> _Work instruction_:
Each of the records must appear again, exactly as it was written.

> _Available records_:
---*---
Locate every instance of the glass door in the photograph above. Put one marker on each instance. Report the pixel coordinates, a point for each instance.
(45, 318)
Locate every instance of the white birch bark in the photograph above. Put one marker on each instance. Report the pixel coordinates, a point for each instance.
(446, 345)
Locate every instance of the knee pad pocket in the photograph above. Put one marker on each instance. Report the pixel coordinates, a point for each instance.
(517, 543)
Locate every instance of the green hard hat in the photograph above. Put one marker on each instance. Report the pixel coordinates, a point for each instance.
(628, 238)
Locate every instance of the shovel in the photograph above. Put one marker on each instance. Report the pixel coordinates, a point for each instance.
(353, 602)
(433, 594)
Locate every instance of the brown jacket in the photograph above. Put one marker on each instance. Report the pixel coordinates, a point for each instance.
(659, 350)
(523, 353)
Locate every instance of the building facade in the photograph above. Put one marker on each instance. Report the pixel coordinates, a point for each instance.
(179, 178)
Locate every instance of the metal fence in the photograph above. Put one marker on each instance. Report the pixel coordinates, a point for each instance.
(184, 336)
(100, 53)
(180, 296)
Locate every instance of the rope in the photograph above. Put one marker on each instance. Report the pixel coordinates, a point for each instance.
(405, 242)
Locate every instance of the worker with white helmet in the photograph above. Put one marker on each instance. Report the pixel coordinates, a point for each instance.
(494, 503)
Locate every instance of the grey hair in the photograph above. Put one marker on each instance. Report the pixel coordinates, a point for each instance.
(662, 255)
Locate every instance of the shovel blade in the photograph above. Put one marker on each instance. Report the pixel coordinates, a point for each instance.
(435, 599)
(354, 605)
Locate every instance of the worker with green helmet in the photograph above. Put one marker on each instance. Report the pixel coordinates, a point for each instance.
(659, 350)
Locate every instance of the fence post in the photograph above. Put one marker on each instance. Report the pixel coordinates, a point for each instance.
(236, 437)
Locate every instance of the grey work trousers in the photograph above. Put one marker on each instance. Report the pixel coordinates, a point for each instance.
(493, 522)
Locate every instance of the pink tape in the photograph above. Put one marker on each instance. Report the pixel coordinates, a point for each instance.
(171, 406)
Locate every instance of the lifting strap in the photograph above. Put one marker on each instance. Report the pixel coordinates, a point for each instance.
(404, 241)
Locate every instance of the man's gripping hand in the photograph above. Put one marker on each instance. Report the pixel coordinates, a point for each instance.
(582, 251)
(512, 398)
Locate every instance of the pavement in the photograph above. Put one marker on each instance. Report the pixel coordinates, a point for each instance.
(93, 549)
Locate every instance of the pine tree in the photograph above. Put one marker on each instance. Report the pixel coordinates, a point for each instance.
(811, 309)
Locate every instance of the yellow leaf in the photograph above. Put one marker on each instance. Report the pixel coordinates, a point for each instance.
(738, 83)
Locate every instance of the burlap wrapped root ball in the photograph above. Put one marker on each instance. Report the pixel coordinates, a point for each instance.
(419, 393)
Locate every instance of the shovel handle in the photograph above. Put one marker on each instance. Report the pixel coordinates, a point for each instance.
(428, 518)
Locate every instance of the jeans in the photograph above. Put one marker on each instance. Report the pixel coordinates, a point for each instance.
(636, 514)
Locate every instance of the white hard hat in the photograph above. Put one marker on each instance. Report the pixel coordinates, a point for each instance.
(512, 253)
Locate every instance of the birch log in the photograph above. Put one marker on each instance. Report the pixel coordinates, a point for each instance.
---*---
> _Expected output_:
Locate every instance of the glass door in the photograph above. Put one marker on each instance. Report the pixel coordinates, a point for each instance.
(45, 318)
Locate every instance of the white birch bark in the photograph above. Put one marker on each instance. Report the pixel coordinates, a point for each instance.
(446, 345)
Locate every instance of the knee pad pocket in the photograph above. Put one marker on each instance. Report the pixel coordinates, a point for each instance.
(517, 543)
Locate every instance of the green hard hat in the photograph above. Put one marker on each instance. Report the pixel coordinates, a point for each instance.
(628, 238)
Locate every instance of the shovel in the photograph above. Put one marker on each instance. Report the pixel coordinates, a point for each instance.
(353, 602)
(433, 594)
Locate every instance of the brown jacket in the photograph above. Put one marker on each instance. Report the pixel coordinates, a point for each instance.
(659, 350)
(523, 353)
Locate every instance of the building facade in the photograph above. Put one marker on each instance. Report the pixel coordinates, a point for each instance.
(179, 178)
Locate every instance of the metal fence in the photograph above. Put one marker on each instance. Report the pixel coordinates, a point for each instance.
(184, 336)
(100, 53)
(180, 296)
Locate every instance of the rope in the photograph above. Put one marker on each instance. Report the pixel coordinates, a point for each instance.
(405, 242)
Locate every instance of the worker with white helmet in the photograph above. Put one marker on each instance. Report the pixel coordinates, a point for each instance.
(494, 503)
Locate every instance of the grey hair in the photograph above. Put one marker on each instance. Report the pixel coordinates, a point for each instance.
(662, 255)
Locate every instance of the shovel blade in the photograph above. Put one marker on each instance. Report the pixel coordinates, a point for each instance.
(435, 599)
(354, 605)
Locate every instance of the worker with green helmet in the photograph above. Put one marker on each instance. Report the pixel coordinates, a point for each instance.
(659, 350)
Locate every instance of the fence post in the photograph above. Put one marker on each instance. Report the pixel coordinates, a point for each instance.
(236, 437)
Locate every instance of the grey work trousers in the photograph above. Put one marker on each instance. Report the pixel coordinates, a point for each instance.
(493, 522)
Locate every instance of the pink tape in the photograph above. Put one marker on each instance. Report the pixel coordinates, a point for each instance.
(171, 406)
Locate every instance of the lifting strap in the photograph above. Put one marker on each instance. Report the pixel coordinates, a point for each instance.
(404, 241)
Locate every instance of the man's gripping hand in the photograph above. Put one marker on each instance. Report the pixel coordinates, a point for each instance.
(582, 251)
(512, 398)
Locate every instance of the pavement in the photograph above. Put one marker on each instance. Report the pixel coordinates, a point for each instance.
(93, 549)
Locate every instance of the pine tree in the photograph above. Put one marker on each instance. Report the pixel coordinates, a point for each instance.
(811, 309)
Locate every instance of the yellow leaf in the photograph above. Put one marker on each instance. Report the pixel coordinates, a point for each instance.
(738, 83)
Locate every instance of the burlap wrapped root ball in the photograph above. Put one marker on each instance. Report the pixel coordinates, a point for each instance.
(419, 393)
Locate every instance of the shovel handle in the photograph above. Put one marker on each instance. Report the pixel coordinates, a point for each instance.
(428, 518)
Locate every instance of the jeans in the photograph above. Put one marker on each instance. Report the pixel coordinates, a point for each instance.
(636, 514)
Locate every instance of the white hard hat in the photograph above. Put one marker on each instance. Report the pixel coordinates, a point for each instance.
(512, 253)
Locate every instance of the birch log in the photograph above. Put one marker on each instance. Report the pixel coordinates, a point for each instance.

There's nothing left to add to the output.